Repeat exactly, and only, the lines below starting at the line that contains "Flag the distant" and ending at the line that contains "Run detection on the above.", inclusive of both.

Saved data entries:
--------
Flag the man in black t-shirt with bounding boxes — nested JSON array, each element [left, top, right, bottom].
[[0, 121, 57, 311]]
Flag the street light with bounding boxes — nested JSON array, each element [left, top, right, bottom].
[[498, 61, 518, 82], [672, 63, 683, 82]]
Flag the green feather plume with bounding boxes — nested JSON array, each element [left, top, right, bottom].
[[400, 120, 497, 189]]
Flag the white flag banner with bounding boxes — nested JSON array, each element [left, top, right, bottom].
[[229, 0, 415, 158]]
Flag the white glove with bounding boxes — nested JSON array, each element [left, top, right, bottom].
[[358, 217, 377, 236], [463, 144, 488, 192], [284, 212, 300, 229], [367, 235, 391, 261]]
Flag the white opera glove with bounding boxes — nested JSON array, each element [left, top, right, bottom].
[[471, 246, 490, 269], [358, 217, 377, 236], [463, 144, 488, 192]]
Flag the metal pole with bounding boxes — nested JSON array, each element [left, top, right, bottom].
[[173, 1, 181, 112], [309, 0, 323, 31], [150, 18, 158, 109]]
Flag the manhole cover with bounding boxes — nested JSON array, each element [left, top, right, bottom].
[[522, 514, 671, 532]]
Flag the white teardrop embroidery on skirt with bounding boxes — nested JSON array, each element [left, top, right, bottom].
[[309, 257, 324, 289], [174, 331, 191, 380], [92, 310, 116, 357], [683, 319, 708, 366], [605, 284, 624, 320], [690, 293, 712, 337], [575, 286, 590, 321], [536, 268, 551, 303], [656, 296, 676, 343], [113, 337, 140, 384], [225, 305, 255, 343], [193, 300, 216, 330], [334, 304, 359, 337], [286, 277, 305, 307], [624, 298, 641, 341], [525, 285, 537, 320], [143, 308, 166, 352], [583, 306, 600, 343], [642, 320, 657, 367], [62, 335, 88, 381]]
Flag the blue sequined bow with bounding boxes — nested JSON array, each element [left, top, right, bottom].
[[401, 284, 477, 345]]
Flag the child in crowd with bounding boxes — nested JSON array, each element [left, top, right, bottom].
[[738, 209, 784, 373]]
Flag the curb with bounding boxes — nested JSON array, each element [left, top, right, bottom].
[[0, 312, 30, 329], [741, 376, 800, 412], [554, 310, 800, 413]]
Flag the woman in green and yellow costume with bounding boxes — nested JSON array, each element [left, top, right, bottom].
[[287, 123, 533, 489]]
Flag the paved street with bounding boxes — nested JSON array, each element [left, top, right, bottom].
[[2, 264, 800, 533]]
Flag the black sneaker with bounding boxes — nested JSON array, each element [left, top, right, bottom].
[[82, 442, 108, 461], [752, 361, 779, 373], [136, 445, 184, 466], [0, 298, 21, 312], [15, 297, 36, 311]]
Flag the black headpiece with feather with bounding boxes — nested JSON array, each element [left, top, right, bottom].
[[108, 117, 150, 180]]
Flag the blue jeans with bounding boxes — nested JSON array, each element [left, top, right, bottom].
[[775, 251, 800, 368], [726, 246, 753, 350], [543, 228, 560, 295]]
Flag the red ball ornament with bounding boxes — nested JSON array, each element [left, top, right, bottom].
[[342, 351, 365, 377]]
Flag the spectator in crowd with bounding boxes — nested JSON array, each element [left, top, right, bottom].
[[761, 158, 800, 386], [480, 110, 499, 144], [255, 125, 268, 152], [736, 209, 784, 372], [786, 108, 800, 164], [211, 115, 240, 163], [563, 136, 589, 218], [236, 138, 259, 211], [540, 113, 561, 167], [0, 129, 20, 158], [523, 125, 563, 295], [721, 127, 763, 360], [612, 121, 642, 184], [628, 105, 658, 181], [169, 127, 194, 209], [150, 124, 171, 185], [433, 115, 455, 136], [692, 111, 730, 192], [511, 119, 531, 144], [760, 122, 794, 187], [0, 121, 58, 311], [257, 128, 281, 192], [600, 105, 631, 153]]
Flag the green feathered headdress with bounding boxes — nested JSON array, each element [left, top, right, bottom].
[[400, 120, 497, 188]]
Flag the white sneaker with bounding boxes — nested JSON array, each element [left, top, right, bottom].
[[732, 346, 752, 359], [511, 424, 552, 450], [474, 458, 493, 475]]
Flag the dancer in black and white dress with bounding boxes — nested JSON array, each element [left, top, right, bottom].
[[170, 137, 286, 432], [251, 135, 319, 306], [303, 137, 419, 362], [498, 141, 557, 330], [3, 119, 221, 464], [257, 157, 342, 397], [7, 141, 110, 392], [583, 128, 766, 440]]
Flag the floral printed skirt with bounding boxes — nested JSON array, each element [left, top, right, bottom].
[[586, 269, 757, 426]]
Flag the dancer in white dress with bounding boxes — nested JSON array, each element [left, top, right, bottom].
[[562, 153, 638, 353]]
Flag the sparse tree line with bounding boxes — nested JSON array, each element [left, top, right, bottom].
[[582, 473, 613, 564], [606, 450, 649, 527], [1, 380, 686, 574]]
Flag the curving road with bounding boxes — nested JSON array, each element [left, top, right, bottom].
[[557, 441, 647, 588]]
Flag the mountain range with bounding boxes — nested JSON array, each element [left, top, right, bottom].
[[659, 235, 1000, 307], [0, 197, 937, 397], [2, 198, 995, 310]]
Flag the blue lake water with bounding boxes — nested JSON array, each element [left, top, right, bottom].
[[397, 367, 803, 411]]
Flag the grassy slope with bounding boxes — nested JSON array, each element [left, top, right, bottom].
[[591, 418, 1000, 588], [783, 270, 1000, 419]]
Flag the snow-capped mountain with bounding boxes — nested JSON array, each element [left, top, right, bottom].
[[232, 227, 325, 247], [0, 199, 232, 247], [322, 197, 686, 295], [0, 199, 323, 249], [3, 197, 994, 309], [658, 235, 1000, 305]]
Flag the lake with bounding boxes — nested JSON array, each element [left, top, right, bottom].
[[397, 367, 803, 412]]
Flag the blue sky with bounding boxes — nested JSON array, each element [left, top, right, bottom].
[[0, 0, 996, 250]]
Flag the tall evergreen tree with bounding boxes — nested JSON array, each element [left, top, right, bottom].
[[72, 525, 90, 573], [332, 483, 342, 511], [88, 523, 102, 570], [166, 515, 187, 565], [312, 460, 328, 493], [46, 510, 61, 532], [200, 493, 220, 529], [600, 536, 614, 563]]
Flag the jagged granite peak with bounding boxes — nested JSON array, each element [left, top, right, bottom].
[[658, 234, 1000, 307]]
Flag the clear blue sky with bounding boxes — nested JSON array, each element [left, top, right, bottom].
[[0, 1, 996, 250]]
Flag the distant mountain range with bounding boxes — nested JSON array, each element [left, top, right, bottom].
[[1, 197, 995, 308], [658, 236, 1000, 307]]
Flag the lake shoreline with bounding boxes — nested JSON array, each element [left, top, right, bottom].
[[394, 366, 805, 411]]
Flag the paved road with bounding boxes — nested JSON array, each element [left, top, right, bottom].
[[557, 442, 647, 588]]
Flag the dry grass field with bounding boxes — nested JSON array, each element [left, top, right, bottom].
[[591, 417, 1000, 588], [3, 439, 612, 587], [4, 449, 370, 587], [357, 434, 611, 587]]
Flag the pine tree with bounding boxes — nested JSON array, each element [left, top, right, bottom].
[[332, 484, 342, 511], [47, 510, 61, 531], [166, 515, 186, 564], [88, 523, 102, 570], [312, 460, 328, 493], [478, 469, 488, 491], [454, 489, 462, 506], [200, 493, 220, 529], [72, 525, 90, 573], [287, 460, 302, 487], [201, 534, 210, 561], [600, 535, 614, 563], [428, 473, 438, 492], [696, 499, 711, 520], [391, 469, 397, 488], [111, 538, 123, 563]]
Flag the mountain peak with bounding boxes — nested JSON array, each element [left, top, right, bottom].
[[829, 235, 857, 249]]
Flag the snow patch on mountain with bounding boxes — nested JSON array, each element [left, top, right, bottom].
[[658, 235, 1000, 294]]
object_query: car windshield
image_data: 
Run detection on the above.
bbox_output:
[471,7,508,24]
--------
• YOUR RESPONSE:
Flag the distant mountain range with bounding boxes — nested JSON array, each element [left, top, right, bottom].
[[1, 197, 995, 308], [658, 236, 1000, 307]]
Flag the lake shoreline with bounding boxes — nested JSON array, each element [left, top, right, bottom].
[[394, 366, 805, 411]]
Flag the paved road with bounding boxes — nested JSON array, each element [left, top, right, bottom].
[[557, 442, 647, 588]]
Flag the dry grass field with bounding boxes — nested JSON array, each element [left, top, right, bottom].
[[591, 417, 1000, 588], [3, 439, 612, 587], [4, 449, 370, 587], [357, 434, 611, 587]]
Flag the pine tree with bounding boxes — nested JSON array, each element [left, top, right, bottom].
[[332, 484, 342, 511], [47, 510, 61, 531], [166, 515, 186, 564], [88, 523, 102, 570], [312, 460, 328, 493], [478, 469, 488, 491], [454, 489, 462, 506], [200, 493, 220, 529], [72, 525, 90, 573], [287, 460, 302, 487], [201, 534, 210, 561], [600, 535, 614, 563], [428, 473, 438, 492], [696, 499, 711, 520], [391, 469, 397, 488], [111, 538, 123, 563]]
Flag the mountain peak with bounding boxes — nested JSON array, each element [left, top, right, bottom].
[[829, 235, 857, 249]]
Flag the snow patch on mountain with bounding boxes — nested JSON array, each element [left, top, right, bottom].
[[658, 235, 1000, 294]]
object_query: car windshield
image_data: 
Run detection on the above.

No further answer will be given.